» **対象の文章**:
※
高校生のための読書ガイド

という名の、おれの読書感想にっき。小並感/ネタバレ有で

渡辺一史『こんな夜更けにバナナかよ』

自立生活を志向する筋ジストロフィー患者と、その介助をおこなうたくさんのボランティアたちの話。ルポルタージュだね。最近はノンフィクションと言うらしい。Amazonのアカウントを取ってほぼはじめにウィッシュリストに入れた本で、ようやく掘り返してきたものだ。

おれの人生で障害者と呼ばれるような人に会った経験は何人かの聾唖者くらいしかない。彼らの場合は、他の大勢の人には普通にできることができない、というたぐいのもので、言語が違うこともあり、一種独自の文化を築いているという風に当時見ていた。本質的には自立していて、いくつかのハンディキャップがあるというところだろう。けれどこの本の中心人物であるシカノという人は筋力が衰えているのだから自分では何もできない。24時間誰かがそばにいなければ、生きることができない。おれはこの本を障害者とそうでない人の本だと思って手に取ったが、介助されねば生きえない人と介助する人の本だと考えるのが正しそうだ。
※
» **指示内容**: 読書感想の文章にある「おれはこの本を障害者とそうでない人の本だと思って手に取ったが、介助されねば生きえない人と介助する人の本だと考えるのが正しそうだ。」という一文を英語に訳せ。

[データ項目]
※
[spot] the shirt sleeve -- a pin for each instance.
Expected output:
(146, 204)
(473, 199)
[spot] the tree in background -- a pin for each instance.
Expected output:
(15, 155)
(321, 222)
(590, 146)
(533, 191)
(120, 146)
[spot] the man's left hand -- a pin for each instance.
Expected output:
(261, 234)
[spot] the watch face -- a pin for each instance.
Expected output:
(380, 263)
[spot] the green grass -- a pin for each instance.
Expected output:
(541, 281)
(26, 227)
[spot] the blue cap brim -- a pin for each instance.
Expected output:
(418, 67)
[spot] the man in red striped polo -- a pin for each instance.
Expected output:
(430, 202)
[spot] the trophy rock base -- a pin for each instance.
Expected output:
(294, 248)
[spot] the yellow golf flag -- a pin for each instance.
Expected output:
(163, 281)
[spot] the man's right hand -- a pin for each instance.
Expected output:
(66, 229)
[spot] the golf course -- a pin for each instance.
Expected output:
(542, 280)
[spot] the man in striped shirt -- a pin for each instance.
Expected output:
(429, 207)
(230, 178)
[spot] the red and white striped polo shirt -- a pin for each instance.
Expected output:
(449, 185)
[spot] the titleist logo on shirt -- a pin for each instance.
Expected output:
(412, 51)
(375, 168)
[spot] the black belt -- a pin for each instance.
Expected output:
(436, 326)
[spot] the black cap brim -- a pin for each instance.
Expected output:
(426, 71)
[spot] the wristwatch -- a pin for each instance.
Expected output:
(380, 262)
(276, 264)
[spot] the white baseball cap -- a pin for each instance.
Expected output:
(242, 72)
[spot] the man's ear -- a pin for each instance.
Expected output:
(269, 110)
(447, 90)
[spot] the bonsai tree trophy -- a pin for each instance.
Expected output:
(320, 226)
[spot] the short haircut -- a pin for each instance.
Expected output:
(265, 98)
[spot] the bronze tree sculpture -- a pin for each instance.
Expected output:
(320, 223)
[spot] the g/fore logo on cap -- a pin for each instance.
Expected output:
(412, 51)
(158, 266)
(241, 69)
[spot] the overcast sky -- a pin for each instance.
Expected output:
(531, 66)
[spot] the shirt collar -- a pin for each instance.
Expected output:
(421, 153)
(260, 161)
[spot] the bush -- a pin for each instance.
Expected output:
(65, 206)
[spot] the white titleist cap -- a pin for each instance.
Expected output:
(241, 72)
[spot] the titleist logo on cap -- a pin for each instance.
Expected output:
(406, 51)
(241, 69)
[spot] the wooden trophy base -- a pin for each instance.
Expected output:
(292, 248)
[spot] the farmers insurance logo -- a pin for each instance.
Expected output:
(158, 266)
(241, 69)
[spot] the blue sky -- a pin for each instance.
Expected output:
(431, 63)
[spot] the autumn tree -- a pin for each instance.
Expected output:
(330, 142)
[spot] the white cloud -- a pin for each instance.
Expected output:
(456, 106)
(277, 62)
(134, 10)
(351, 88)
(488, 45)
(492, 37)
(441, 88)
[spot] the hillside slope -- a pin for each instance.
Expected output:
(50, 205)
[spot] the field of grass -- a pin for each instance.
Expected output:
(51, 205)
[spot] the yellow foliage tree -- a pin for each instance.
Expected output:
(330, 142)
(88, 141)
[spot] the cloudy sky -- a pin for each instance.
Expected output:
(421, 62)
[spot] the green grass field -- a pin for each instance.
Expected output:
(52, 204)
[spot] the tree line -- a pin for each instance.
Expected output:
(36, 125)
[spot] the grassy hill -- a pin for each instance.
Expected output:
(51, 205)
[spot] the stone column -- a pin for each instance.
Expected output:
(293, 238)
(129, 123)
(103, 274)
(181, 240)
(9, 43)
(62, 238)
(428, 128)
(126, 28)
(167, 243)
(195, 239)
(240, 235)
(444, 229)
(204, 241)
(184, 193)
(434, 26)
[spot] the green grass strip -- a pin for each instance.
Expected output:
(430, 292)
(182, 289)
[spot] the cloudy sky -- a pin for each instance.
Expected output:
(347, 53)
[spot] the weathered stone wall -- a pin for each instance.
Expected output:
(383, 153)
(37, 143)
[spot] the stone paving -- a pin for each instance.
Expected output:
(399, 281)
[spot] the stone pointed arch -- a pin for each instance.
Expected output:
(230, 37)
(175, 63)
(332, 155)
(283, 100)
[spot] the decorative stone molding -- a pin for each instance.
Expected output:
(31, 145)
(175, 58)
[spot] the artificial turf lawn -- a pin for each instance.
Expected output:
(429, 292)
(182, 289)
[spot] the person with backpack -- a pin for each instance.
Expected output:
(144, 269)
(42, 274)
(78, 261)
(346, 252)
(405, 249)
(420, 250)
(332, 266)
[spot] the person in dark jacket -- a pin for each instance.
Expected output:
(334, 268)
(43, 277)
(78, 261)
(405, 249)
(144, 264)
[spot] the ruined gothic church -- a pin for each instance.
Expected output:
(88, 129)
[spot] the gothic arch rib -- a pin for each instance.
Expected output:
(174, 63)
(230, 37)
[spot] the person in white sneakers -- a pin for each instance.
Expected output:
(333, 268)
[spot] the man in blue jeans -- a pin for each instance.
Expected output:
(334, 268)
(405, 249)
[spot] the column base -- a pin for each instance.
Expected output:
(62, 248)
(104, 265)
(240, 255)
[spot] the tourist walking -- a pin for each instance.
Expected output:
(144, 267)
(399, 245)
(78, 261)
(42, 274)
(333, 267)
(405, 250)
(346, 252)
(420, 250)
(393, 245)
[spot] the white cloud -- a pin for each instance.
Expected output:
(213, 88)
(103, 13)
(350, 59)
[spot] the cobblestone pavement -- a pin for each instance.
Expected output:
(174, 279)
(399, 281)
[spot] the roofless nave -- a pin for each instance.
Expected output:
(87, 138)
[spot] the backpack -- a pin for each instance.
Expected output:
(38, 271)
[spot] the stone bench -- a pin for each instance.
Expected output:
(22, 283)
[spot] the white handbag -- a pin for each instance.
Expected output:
※
» **この問題の解答**: I picked up this book thinking it was about people with disabilities and people without them, but it seems more accurate to see it as a book about people who cannot live without care and the people who care for them.